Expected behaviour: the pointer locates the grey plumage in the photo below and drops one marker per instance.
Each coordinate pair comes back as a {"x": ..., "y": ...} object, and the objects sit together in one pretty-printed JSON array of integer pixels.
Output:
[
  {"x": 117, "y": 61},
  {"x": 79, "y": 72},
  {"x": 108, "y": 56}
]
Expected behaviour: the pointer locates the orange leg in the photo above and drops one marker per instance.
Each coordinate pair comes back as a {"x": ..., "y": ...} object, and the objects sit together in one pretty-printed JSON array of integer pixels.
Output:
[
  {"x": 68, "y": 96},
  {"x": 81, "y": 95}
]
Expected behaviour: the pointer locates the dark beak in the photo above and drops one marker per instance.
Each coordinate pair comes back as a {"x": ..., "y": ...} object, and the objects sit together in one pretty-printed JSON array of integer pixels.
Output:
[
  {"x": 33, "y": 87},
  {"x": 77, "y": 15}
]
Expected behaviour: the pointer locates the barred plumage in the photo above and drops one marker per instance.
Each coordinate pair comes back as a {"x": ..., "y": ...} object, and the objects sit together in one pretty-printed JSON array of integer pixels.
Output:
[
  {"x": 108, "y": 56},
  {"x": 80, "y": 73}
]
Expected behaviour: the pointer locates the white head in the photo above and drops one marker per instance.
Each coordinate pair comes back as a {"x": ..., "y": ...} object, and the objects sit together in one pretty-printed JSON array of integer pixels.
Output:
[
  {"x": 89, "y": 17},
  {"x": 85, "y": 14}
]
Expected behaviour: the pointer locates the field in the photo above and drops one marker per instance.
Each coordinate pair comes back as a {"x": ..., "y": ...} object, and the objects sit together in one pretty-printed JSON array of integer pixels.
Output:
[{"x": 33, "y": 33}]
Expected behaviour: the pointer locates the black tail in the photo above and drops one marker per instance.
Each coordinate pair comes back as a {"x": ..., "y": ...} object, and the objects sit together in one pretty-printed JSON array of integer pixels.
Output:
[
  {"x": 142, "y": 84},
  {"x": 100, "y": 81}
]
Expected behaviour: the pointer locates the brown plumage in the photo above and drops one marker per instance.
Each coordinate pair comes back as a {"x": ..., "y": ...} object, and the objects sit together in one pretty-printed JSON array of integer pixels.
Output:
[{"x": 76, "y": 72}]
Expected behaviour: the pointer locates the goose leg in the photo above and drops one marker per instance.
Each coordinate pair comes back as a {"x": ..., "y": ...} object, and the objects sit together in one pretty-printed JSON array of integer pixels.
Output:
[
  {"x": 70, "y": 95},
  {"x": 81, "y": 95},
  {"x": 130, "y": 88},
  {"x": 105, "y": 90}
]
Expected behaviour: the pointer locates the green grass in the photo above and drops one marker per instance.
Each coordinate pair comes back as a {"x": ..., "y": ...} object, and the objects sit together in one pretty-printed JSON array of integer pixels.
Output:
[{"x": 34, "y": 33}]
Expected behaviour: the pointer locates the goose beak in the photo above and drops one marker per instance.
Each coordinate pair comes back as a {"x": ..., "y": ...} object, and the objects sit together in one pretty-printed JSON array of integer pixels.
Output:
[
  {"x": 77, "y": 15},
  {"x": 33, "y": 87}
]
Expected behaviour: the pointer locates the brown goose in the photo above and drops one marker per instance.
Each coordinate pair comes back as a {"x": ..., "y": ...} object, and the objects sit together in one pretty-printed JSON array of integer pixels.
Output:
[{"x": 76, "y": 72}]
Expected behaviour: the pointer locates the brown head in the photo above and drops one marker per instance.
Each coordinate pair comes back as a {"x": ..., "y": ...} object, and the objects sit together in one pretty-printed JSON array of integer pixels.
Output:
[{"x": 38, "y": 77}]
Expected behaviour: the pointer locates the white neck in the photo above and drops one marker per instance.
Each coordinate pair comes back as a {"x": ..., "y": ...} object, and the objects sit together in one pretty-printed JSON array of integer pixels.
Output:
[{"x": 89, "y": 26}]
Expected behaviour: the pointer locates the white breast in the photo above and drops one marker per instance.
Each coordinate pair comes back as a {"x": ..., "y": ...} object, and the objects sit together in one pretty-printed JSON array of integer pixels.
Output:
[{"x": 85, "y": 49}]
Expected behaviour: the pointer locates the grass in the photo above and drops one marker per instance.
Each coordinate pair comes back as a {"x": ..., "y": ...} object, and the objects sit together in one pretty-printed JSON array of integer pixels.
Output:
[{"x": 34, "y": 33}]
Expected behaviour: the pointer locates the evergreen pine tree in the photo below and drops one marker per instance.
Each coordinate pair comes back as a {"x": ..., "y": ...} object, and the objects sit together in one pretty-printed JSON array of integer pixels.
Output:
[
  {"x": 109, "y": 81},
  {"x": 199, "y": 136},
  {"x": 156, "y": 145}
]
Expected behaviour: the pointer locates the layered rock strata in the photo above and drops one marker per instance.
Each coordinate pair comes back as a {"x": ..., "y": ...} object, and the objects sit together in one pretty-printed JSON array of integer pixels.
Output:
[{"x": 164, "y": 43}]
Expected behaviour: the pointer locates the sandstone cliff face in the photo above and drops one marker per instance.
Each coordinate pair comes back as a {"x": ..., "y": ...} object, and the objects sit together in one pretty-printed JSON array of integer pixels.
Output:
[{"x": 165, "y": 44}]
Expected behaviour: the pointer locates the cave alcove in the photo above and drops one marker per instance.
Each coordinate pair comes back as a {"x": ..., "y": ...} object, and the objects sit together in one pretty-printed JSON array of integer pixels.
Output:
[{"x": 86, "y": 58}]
----------------
Task directions
Copy out verbatim everything from the line containing "Expected behaviour: the pointer locates the cave" down to the end of the material, including both of those ends.

Output for this exercise
Expected behaviour: the pointer locates the cave alcove in the photo above and drops one marker per instance.
Each coordinate pair comes back as a {"x": ..., "y": ...} object, and the objects sit together in one pretty-printed JSON array of integer pixels.
Output:
[{"x": 86, "y": 58}]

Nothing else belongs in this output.